21 students from across Canada shortlisted for The First Page student writing challenge!
Thousands of students wrote about topics ranging from the ethics of AI to climate change and war

Twenty-one young writers from across Canada have been chosen as finalists for The First Page student writing challenge, which asked Grades 7 to 12 students to write the first page of a novel set 150 years in the future.
Students imagined how current events and trends — from the ethics of artificial intelligence to climate change — have played out in the year 2175.
The 21 finalists were chosen from about 1,000 entries submitted in 2025. The winners will be selected by YA author S.K. Ali and be announced on June 12.
You can read the shortlisted entries below.
Grades 7 to 9 category finalists
- You Will Not Remember by Claire Bisch, 14, from Waterloo, Ont.

WORK ORDER A
Quote the article on The First Page student writing challenge word for word, from "Twenty-one young writers" up to and including "on June 12.".
WORK ORDER B
Write a continuation of the article on The First Page student writing challenge, starting right after its last line.

DATA SUPPLIED

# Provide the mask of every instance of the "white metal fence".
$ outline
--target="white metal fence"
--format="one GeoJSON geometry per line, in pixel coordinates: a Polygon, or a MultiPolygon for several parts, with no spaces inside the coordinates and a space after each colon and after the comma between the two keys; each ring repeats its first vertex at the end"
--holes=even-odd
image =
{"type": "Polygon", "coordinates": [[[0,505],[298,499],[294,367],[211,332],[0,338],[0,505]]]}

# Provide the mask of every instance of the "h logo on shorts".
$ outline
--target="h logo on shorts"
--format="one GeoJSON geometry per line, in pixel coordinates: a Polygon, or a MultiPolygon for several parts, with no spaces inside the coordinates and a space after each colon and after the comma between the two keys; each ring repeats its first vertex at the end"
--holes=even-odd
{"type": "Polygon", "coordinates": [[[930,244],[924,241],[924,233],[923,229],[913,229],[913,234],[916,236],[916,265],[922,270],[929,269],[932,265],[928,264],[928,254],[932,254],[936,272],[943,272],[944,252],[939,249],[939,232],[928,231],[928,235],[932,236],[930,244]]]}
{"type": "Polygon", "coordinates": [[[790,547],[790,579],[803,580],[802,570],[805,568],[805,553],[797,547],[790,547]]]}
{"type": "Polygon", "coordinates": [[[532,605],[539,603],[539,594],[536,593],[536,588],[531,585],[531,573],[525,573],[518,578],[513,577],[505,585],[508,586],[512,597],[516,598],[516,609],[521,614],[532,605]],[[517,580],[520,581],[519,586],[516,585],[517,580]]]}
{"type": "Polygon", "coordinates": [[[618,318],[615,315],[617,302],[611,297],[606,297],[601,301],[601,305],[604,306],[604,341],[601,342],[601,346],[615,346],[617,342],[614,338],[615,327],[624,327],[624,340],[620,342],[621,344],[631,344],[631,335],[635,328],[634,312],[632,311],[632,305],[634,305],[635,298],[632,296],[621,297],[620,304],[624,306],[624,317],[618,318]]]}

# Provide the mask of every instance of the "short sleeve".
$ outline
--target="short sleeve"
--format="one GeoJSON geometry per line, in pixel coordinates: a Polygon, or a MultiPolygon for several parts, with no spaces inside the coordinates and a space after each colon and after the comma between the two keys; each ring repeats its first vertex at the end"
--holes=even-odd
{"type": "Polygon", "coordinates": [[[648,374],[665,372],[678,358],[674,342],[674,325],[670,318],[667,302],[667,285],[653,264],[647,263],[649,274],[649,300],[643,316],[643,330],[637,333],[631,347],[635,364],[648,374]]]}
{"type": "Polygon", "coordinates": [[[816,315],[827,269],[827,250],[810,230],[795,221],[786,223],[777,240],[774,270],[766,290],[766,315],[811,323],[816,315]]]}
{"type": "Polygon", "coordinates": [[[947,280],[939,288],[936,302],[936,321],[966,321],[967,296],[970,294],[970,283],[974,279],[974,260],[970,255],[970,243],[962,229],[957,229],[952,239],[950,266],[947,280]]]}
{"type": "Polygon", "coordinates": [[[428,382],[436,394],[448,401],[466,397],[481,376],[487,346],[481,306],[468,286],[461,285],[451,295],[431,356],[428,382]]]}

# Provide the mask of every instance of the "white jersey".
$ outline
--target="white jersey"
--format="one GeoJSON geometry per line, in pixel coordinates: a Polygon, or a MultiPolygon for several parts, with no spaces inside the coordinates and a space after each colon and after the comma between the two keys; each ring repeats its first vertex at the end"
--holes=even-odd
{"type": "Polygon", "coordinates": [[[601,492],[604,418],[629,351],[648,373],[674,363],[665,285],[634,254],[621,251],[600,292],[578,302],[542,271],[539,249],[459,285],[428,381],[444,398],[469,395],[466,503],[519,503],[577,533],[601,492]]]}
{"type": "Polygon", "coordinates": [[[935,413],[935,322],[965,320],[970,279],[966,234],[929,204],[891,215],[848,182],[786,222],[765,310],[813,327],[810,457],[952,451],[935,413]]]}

TASK OUTPUT A
Twenty-one young writers from across Canada have been chosen as finalists for The First Page student writing challenge, which asked Grades 7 to 12 students to write the first page of a novel set 150 years in the future.
Students imagined how current events and trends — from the ethics of artificial intelligence to climate change — have played out in the year 2175.
The 21 finalists were chosen from about 1,000 entries submitted in 2025. The winners will be selected by YA author S.K. Ali and be announced on June 12.

TASK OUTPUT B
- The Last Human Athlete by Mehr Chandhok, 14, from Edmonton
- The City of Numa by Jacob Fallah, 14, from West Vancouver, B.C.
- Copy 097 by Amy Huang, 14, from Edmonton
- The Way It Has To Be by Aisling Knight, 14, from Calgary
- Wilted Reality by Averie Lauren Lee, 13, from Toronto
- The Glass Cage by Ayo Matuluko, 14, from Halifax
- The Live Spectacle by Ranti Oyebode, 14, from LaSalle, Ont.
- My Tree by Eydie Padfield, 15, from Ottawa
- The Unnatural Creature Extermination Project by Angela Zhang, 12, from Calgary
Grades 10 to 12 category finalists
- Angel or the Devil by Erin Bergman, 18, from Edmonton
- The Last Free Election by Lara Vicky Coutinho, 16, from Toronto
- Day of Rebirth by Sophie Ding, 17, from Markham, Ont.
- Digital Silence by Leila Djuric, 17, from Toronto
- Loan Shark by Isioma Efobi, 16, from Airdrie, Alta.
- Our Hidden Life at Camp Tamarack by Laurel Gilchrist, 15, from Edmonton
- Bring Me a Medic by Alice Kim, 16, London, Ont.
- The Red Annihilation by Ellie Leung, 15, from Newmarket, Ont.
- Harbourer of Apollo by Alice Reierson, 15, from Calgary
- The Lightkeepers of the Mind by Kaylee Selvarajah, 15, from Vaughan, Ont.
- Toronto by Jessica Yang, 16, from Richmond Hill, Ont.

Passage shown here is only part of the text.